**Set task**
Copy the entries from their first line through the line containing "294L37 64L33 3L0", inclusive.

**Extracted information**
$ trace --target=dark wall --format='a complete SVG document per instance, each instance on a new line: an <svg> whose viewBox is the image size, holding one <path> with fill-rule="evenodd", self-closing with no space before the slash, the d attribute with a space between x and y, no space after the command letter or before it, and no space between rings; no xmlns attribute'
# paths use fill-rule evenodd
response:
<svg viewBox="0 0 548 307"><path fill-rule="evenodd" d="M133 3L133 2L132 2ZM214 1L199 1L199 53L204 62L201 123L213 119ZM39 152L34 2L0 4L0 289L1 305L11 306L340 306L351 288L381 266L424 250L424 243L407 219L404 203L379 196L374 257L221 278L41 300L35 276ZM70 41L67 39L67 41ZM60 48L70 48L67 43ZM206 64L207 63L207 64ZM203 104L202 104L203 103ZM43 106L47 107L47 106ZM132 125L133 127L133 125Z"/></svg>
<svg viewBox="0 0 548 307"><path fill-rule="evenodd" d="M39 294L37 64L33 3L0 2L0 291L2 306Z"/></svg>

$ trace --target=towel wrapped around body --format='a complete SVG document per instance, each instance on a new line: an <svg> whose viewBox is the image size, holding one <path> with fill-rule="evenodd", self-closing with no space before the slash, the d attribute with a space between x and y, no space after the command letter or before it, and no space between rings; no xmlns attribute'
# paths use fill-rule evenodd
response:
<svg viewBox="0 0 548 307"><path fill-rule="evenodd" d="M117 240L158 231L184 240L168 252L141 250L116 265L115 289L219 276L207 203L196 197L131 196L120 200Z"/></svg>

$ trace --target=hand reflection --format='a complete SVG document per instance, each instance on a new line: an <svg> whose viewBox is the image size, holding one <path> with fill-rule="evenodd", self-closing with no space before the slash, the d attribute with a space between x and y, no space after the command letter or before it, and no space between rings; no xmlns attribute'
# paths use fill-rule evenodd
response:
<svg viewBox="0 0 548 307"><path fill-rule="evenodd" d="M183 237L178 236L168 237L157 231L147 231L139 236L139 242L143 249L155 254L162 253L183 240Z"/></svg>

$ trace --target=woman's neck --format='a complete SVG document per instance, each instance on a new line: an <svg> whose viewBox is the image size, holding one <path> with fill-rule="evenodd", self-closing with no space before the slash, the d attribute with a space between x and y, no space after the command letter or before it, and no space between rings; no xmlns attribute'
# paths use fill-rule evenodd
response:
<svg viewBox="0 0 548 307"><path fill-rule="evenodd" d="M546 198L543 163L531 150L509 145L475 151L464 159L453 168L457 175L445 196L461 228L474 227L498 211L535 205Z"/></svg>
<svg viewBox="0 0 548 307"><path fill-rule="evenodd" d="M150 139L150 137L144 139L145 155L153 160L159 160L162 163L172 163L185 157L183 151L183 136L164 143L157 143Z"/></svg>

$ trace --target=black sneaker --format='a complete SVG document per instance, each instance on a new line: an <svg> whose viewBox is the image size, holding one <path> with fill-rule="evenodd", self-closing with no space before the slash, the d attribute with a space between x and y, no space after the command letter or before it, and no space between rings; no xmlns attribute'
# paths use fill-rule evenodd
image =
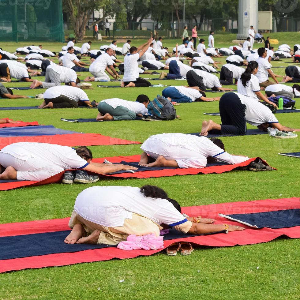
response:
<svg viewBox="0 0 300 300"><path fill-rule="evenodd" d="M62 182L64 183L68 183L72 184L74 183L74 178L75 178L75 172L71 171L66 171L64 174L64 177L62 180Z"/></svg>
<svg viewBox="0 0 300 300"><path fill-rule="evenodd" d="M90 175L84 170L79 170L76 171L74 182L79 183L90 183L97 182L99 180L99 176Z"/></svg>

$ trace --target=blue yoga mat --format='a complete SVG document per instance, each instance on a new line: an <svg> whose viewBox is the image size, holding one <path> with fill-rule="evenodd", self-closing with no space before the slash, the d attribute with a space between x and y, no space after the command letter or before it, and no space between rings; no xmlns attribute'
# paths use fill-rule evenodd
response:
<svg viewBox="0 0 300 300"><path fill-rule="evenodd" d="M255 228L268 227L276 229L300 226L300 209L285 209L252 214L219 216Z"/></svg>
<svg viewBox="0 0 300 300"><path fill-rule="evenodd" d="M300 158L300 152L289 152L288 153L279 153L279 155L289 156L291 157L298 157Z"/></svg>
<svg viewBox="0 0 300 300"><path fill-rule="evenodd" d="M199 135L200 133L197 132L194 133L187 133L187 134L192 134L193 135ZM247 133L246 134L227 134L222 135L221 134L210 134L208 133L206 136L206 137L210 138L212 137L239 137L244 135L253 135L255 134L267 134L268 132L262 131L259 129L247 129Z"/></svg>
<svg viewBox="0 0 300 300"><path fill-rule="evenodd" d="M70 232L70 231L66 230L0 238L0 260L117 246L112 245L65 244L64 240ZM163 239L171 240L204 235L205 235L186 234L171 229L169 233L164 235Z"/></svg>
<svg viewBox="0 0 300 300"><path fill-rule="evenodd" d="M39 125L24 127L9 127L0 128L0 137L34 137L39 135L54 135L80 133L56 128L52 125Z"/></svg>

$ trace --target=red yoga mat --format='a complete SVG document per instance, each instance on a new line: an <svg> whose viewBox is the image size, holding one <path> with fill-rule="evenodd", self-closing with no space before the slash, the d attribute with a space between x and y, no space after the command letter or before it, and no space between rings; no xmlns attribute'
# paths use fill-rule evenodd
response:
<svg viewBox="0 0 300 300"><path fill-rule="evenodd" d="M201 215L214 218L217 220L217 223L240 225L239 223L219 216L218 214L249 213L298 208L300 208L299 198L293 197L188 207L182 208L182 211L190 216ZM68 226L69 219L66 218L0 224L0 237L68 230L69 229ZM300 226L276 229L267 227L257 229L245 227L247 229L244 231L229 232L227 234L220 233L165 240L164 249L177 242L189 242L194 246L224 247L266 242L282 236L293 238L300 238ZM140 255L150 255L163 250L126 251L111 247L4 260L0 261L0 273L24 269L107 261L113 258L131 258Z"/></svg>

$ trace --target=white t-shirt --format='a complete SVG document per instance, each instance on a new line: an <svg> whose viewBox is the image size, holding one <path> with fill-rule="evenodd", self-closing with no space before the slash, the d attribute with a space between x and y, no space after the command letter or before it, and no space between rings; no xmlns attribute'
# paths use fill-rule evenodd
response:
<svg viewBox="0 0 300 300"><path fill-rule="evenodd" d="M220 83L219 78L215 75L197 69L193 69L193 71L202 77L203 83L207 88L211 88L214 87L222 87L222 85Z"/></svg>
<svg viewBox="0 0 300 300"><path fill-rule="evenodd" d="M198 165L194 167L199 169L206 166L207 158L209 156L215 157L221 161L234 164L249 159L247 157L231 155L205 137L184 133L162 133L152 135L144 142L141 148L146 153L162 155L167 159L171 159L171 157L175 159L180 167L188 167L185 161L189 158L196 159ZM184 151L187 150L186 155L181 151L182 149Z"/></svg>
<svg viewBox="0 0 300 300"><path fill-rule="evenodd" d="M88 101L88 95L83 90L69 85L58 85L47 89L44 93L44 99L53 99L63 95L76 102L80 100Z"/></svg>
<svg viewBox="0 0 300 300"><path fill-rule="evenodd" d="M44 59L44 57L39 53L30 53L25 56L25 60L30 59L31 58L39 59L39 60L43 60Z"/></svg>
<svg viewBox="0 0 300 300"><path fill-rule="evenodd" d="M244 42L244 43L243 44L243 49L242 50L248 51L249 50L248 47L251 47L251 45L250 42L246 40Z"/></svg>
<svg viewBox="0 0 300 300"><path fill-rule="evenodd" d="M257 101L258 101L259 99L254 92L259 92L260 90L259 81L253 74L251 74L250 80L247 82L245 87L243 85L240 78L238 81L238 92Z"/></svg>
<svg viewBox="0 0 300 300"><path fill-rule="evenodd" d="M88 43L84 43L81 46L81 50L80 50L80 53L81 54L87 53L88 52L89 50L90 49L91 46L90 44Z"/></svg>
<svg viewBox="0 0 300 300"><path fill-rule="evenodd" d="M130 49L131 46L130 44L128 43L125 43L123 45L122 48L122 54L125 54L127 52L129 52L129 49Z"/></svg>
<svg viewBox="0 0 300 300"><path fill-rule="evenodd" d="M196 99L202 97L202 95L200 92L194 88L188 88L182 86L172 86L178 90L179 92L185 96L186 96L190 98L192 102L195 102Z"/></svg>
<svg viewBox="0 0 300 300"><path fill-rule="evenodd" d="M65 170L82 169L88 164L74 149L59 145L21 142L9 145L1 152L24 160L32 158L42 159Z"/></svg>
<svg viewBox="0 0 300 300"><path fill-rule="evenodd" d="M115 108L118 106L124 106L136 114L144 114L148 112L148 110L145 106L142 103L140 103L137 101L128 101L119 98L111 98L104 99L101 102L105 102L114 108Z"/></svg>
<svg viewBox="0 0 300 300"><path fill-rule="evenodd" d="M234 93L238 96L242 104L246 106L246 118L247 123L254 126L264 123L279 123L270 109L260 101L253 101L252 98L238 93Z"/></svg>
<svg viewBox="0 0 300 300"><path fill-rule="evenodd" d="M215 39L214 38L214 36L211 34L208 36L208 47L213 47L214 46L214 42Z"/></svg>
<svg viewBox="0 0 300 300"><path fill-rule="evenodd" d="M58 66L53 63L52 62L47 67L47 69L48 68L53 69L55 72L59 74L60 76L61 82L69 83L73 81L76 83L77 75L74 70L69 68L66 68L62 66Z"/></svg>
<svg viewBox="0 0 300 300"><path fill-rule="evenodd" d="M231 55L230 56L227 57L226 60L231 62L242 62L244 61L244 60L239 55L236 55L235 54L234 55Z"/></svg>
<svg viewBox="0 0 300 300"><path fill-rule="evenodd" d="M200 53L205 54L204 52L204 49L205 49L206 48L204 44L202 43L199 44L197 46L197 52Z"/></svg>
<svg viewBox="0 0 300 300"><path fill-rule="evenodd" d="M67 44L67 47L66 50L67 50L68 48L69 47L73 47L73 48L74 48L74 42L72 42L72 41L69 41L68 42L68 43ZM62 50L63 50L63 49Z"/></svg>
<svg viewBox="0 0 300 300"><path fill-rule="evenodd" d="M89 69L90 72L104 72L108 66L114 64L111 57L107 53L99 55L91 64Z"/></svg>
<svg viewBox="0 0 300 300"><path fill-rule="evenodd" d="M140 188L132 186L88 188L77 196L74 209L85 219L108 227L123 226L133 213L159 225L173 227L187 221L167 200L144 197Z"/></svg>
<svg viewBox="0 0 300 300"><path fill-rule="evenodd" d="M269 73L267 70L271 69L271 66L268 61L262 57L259 57L256 61L258 63L258 71L255 76L261 83L268 80Z"/></svg>
<svg viewBox="0 0 300 300"><path fill-rule="evenodd" d="M77 62L80 61L74 53L71 54L71 53L67 52L64 55L63 58L62 65L66 68L72 69L76 65L73 62L73 60L75 60L75 62Z"/></svg>
<svg viewBox="0 0 300 300"><path fill-rule="evenodd" d="M232 64L225 64L223 65L223 66L227 68L232 72L233 77L234 79L238 79L245 71L245 69L243 68L238 67Z"/></svg>
<svg viewBox="0 0 300 300"><path fill-rule="evenodd" d="M139 58L140 54L138 53L134 54L128 53L124 57L124 81L135 81L139 78L137 61Z"/></svg>

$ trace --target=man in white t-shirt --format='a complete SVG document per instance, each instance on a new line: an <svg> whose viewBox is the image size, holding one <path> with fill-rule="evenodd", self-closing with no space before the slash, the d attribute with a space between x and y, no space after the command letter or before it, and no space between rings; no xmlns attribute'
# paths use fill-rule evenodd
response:
<svg viewBox="0 0 300 300"><path fill-rule="evenodd" d="M131 47L129 53L124 57L124 76L123 81L121 83L121 87L146 87L151 86L151 84L139 77L139 66L137 61L147 51L152 43L153 38L151 37L144 44L137 48Z"/></svg>
<svg viewBox="0 0 300 300"><path fill-rule="evenodd" d="M254 39L256 33L256 32L254 30L253 26L251 25L250 26L250 29L248 31L248 35L250 38L250 50L252 50L253 48L253 44L254 44Z"/></svg>
<svg viewBox="0 0 300 300"><path fill-rule="evenodd" d="M91 102L82 90L69 85L58 85L48 88L44 93L41 108L74 108L78 105L90 106ZM98 103L96 103L97 105Z"/></svg>
<svg viewBox="0 0 300 300"><path fill-rule="evenodd" d="M242 50L245 51L250 51L251 49L251 43L250 41L251 40L251 38L249 36L247 38L246 40L244 42L244 43L243 44L243 49Z"/></svg>
<svg viewBox="0 0 300 300"><path fill-rule="evenodd" d="M74 169L80 171L77 171L76 177L74 175L71 183L75 178L75 182L84 183L97 181L99 177L88 175L85 181L83 170L107 174L137 168L121 164L91 163L92 158L92 152L84 146L74 149L46 143L16 143L6 146L0 152L0 167L5 168L0 174L0 179L40 181L65 170ZM88 180L91 177L94 180ZM80 180L77 180L77 178Z"/></svg>
<svg viewBox="0 0 300 300"><path fill-rule="evenodd" d="M96 119L98 121L135 120L137 116L148 113L149 102L148 96L144 95L138 96L134 102L119 98L102 100L98 105L99 113Z"/></svg>
<svg viewBox="0 0 300 300"><path fill-rule="evenodd" d="M210 34L208 36L208 48L214 48L215 47L214 35L215 32L213 31L211 31Z"/></svg>
<svg viewBox="0 0 300 300"><path fill-rule="evenodd" d="M184 133L152 136L144 142L141 148L144 152L139 164L149 167L202 169L208 162L217 159L235 164L249 159L227 153L222 141L219 139L210 140L204 137ZM149 163L150 158L155 159L155 161Z"/></svg>
<svg viewBox="0 0 300 300"><path fill-rule="evenodd" d="M219 97L207 98L204 92L198 87L168 86L163 90L162 95L171 102L187 103L199 101L216 101Z"/></svg>
<svg viewBox="0 0 300 300"><path fill-rule="evenodd" d="M88 72L88 69L83 67L83 66L88 66L88 64L83 62L78 59L74 54L74 48L69 47L67 52L64 55L62 58L62 65L66 68L69 68L74 70L75 72Z"/></svg>
<svg viewBox="0 0 300 300"><path fill-rule="evenodd" d="M131 47L130 44L131 41L130 39L127 40L127 41L123 45L122 48L122 54L123 55L126 55L129 52L129 49Z"/></svg>
<svg viewBox="0 0 300 300"><path fill-rule="evenodd" d="M120 78L114 67L114 62L112 58L113 53L113 50L108 48L105 53L98 56L90 66L90 72L93 76L88 76L84 81L103 82L110 81L110 78L105 73L106 70L114 79Z"/></svg>
<svg viewBox="0 0 300 300"><path fill-rule="evenodd" d="M81 47L80 53L82 56L87 56L88 53L91 49L92 42L89 41L87 43L84 43Z"/></svg>
<svg viewBox="0 0 300 300"><path fill-rule="evenodd" d="M270 84L275 84L272 81L269 81L268 77L272 77L276 83L279 83L274 73L271 71L271 67L269 62L265 59L267 50L264 48L260 48L257 50L259 57L256 61L258 63L258 71L255 75L259 80L259 86L265 88Z"/></svg>
<svg viewBox="0 0 300 300"><path fill-rule="evenodd" d="M201 135L206 136L209 133L222 135L246 134L246 122L265 131L267 131L268 127L277 128L280 131L300 131L300 129L281 125L267 107L238 93L226 93L223 95L220 100L219 108L222 124L218 124L211 120L204 121Z"/></svg>

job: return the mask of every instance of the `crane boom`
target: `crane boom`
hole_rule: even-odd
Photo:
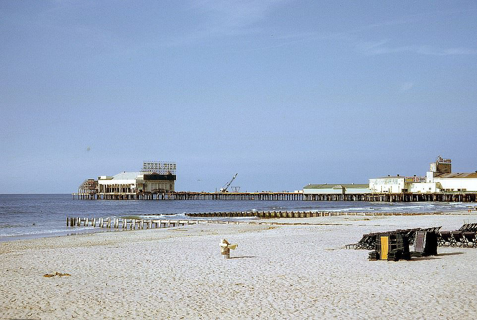
[[[231,181],[229,181],[228,183],[227,183],[224,185],[224,186],[223,186],[222,188],[220,189],[220,192],[229,192],[227,191],[227,189],[228,189],[229,187],[230,186],[230,185],[232,184],[232,182],[234,181],[234,180],[235,180],[235,178],[237,178],[237,175],[238,174],[238,173],[235,174],[235,176],[232,177],[232,180],[231,180]]]

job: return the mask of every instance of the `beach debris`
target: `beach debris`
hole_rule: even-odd
[[[60,274],[59,272],[56,272],[54,274],[43,274],[43,276],[46,278],[49,278],[52,276],[64,276],[65,275],[71,275],[69,274]]]
[[[222,239],[220,241],[220,254],[223,259],[230,258],[230,249],[235,250],[238,245],[237,244],[231,244],[225,239]]]

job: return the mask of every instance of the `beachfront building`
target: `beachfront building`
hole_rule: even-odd
[[[398,175],[369,179],[369,190],[371,192],[380,193],[407,192],[406,177]]]
[[[98,177],[99,193],[174,192],[176,175],[126,172]]]
[[[369,179],[373,193],[435,193],[477,192],[477,171],[453,173],[452,161],[437,157],[425,177],[388,176]]]
[[[370,192],[367,183],[310,183],[303,187],[304,194],[355,194],[369,193]]]

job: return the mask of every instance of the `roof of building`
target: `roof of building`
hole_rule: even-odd
[[[137,176],[142,174],[140,172],[121,172],[113,177],[113,179],[117,180],[133,180],[137,178]]]
[[[451,172],[441,173],[434,178],[477,178],[477,172]]]
[[[402,178],[404,179],[405,178],[406,178],[406,177],[405,177],[404,176],[400,175],[400,176],[386,176],[386,177],[378,177],[378,178],[373,178],[371,179],[389,179],[390,178],[394,178],[394,179]]]
[[[337,189],[344,187],[347,189],[358,189],[368,188],[368,183],[323,183],[322,184],[308,184],[303,187],[303,189]]]

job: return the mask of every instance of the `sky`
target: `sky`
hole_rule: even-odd
[[[0,193],[477,170],[475,1],[0,0]]]

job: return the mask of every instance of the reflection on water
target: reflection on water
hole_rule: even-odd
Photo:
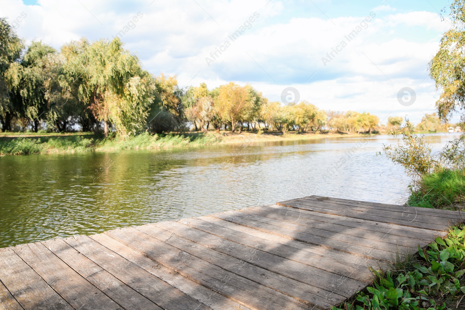
[[[435,149],[453,134],[430,135]],[[0,247],[310,195],[401,204],[387,136],[0,159]]]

**The reply**
$ trace --target=dark wall --format='a complete SVG document per instance, each instance on a new line: an <svg> whose viewBox is the image size, holding one <path> with fill-rule="evenodd", self-closing with no space before the slash, the d attribute with a space between x and y, no space after the command letter or before it, and no space between rings; no xmlns attribute'
# paths use fill-rule evenodd
response:
<svg viewBox="0 0 548 307"><path fill-rule="evenodd" d="M133 3L133 2L132 2ZM214 1L199 1L199 53L204 62L201 123L213 119ZM39 152L34 2L0 4L0 289L1 305L11 306L340 306L351 288L381 266L424 250L424 243L407 219L404 203L379 196L374 257L221 278L41 300L35 276ZM70 41L67 39L67 41ZM60 48L70 48L67 43ZM206 64L207 63L207 64ZM203 104L202 104L203 103ZM43 106L47 107L47 106ZM132 125L133 127L133 125Z"/></svg>
<svg viewBox="0 0 548 307"><path fill-rule="evenodd" d="M39 294L37 64L33 3L0 2L0 291L2 306Z"/></svg>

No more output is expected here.